╭─ Data to process
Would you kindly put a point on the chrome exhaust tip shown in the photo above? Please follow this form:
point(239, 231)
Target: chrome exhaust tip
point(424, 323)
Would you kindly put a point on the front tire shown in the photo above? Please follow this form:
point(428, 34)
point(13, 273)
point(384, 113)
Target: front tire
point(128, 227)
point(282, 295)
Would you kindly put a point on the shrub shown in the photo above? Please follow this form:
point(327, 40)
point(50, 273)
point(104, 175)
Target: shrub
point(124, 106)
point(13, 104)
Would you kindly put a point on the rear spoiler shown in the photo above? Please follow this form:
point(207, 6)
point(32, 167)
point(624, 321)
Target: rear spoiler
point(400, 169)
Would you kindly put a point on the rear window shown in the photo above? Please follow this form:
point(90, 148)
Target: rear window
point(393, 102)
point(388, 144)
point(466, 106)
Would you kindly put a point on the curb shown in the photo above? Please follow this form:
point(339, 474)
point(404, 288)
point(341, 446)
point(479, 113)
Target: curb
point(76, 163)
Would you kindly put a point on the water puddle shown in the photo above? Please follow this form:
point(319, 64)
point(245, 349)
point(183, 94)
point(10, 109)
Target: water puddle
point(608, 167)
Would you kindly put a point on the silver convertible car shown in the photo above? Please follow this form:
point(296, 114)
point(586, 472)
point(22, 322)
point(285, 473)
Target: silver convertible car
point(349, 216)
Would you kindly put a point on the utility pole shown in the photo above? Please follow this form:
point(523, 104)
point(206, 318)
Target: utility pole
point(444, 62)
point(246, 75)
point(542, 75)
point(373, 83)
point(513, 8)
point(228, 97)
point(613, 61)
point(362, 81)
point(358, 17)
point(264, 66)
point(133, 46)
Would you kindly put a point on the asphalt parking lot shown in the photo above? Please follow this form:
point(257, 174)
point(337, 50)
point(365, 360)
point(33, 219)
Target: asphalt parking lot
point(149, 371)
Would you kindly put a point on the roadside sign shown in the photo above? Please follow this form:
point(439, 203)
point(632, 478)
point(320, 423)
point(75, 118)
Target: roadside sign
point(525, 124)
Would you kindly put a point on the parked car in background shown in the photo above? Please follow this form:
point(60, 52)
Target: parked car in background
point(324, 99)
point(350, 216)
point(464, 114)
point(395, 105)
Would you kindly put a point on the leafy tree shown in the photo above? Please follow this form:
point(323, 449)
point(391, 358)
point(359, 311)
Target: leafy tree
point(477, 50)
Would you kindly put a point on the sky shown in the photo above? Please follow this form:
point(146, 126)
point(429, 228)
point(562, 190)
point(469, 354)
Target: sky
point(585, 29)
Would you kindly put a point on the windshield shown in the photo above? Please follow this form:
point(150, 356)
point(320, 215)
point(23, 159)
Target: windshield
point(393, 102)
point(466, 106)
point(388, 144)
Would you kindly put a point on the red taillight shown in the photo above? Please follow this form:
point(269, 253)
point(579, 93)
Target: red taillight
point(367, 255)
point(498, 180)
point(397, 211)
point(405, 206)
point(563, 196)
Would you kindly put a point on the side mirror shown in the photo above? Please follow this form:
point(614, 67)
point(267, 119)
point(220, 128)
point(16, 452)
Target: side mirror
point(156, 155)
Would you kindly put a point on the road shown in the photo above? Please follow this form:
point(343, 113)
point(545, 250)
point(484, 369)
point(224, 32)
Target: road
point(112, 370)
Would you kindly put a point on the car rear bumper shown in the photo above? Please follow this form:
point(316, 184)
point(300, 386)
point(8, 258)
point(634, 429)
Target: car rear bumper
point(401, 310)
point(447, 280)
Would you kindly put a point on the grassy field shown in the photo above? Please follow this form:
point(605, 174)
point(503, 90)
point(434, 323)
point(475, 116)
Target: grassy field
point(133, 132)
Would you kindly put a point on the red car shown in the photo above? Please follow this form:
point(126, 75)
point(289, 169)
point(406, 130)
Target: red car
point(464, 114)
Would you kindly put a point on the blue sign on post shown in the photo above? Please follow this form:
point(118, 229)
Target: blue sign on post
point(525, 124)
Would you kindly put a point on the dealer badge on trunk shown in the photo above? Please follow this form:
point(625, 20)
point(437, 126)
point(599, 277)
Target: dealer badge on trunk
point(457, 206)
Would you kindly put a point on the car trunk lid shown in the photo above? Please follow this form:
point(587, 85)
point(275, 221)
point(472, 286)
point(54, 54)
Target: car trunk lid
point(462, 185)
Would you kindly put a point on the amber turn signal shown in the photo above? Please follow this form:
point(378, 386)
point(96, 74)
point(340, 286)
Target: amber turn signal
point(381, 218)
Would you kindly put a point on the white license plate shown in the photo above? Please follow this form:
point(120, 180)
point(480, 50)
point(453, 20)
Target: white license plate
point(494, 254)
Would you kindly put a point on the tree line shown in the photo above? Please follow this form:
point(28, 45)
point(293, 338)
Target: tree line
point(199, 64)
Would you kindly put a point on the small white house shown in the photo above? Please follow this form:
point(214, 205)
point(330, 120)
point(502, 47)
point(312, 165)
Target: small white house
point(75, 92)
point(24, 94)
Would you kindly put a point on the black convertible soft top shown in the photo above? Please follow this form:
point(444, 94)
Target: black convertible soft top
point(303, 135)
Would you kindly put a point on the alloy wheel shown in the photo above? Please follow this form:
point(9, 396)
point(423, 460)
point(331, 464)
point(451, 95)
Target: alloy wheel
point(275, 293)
╰─
● **Exercise**
Restate word for word the entries above, starting at the line with "point(146, 126)" and ending at the line with "Would you kindly put a point on the road shown", inclusive, and no others.

● **Reply**
point(146, 126)
point(429, 228)
point(562, 190)
point(469, 354)
Target: sky
point(585, 29)
Would you kindly put a point on the windshield shown in the photo above? Please follow this form:
point(150, 356)
point(320, 215)
point(23, 159)
Target: windshield
point(393, 102)
point(466, 106)
point(388, 144)
Would you kindly put a point on the red taillight shown in the photo above? Please follow this form:
point(269, 253)
point(579, 93)
Target: red taillight
point(367, 255)
point(498, 180)
point(397, 211)
point(405, 206)
point(563, 196)
Would you kindly put a point on the side mirror shown in the photo above? Please follow this form:
point(614, 67)
point(267, 119)
point(220, 128)
point(16, 452)
Target: side mirror
point(156, 155)
Would you kindly put a point on the road shown in the photo above? Please follow this form:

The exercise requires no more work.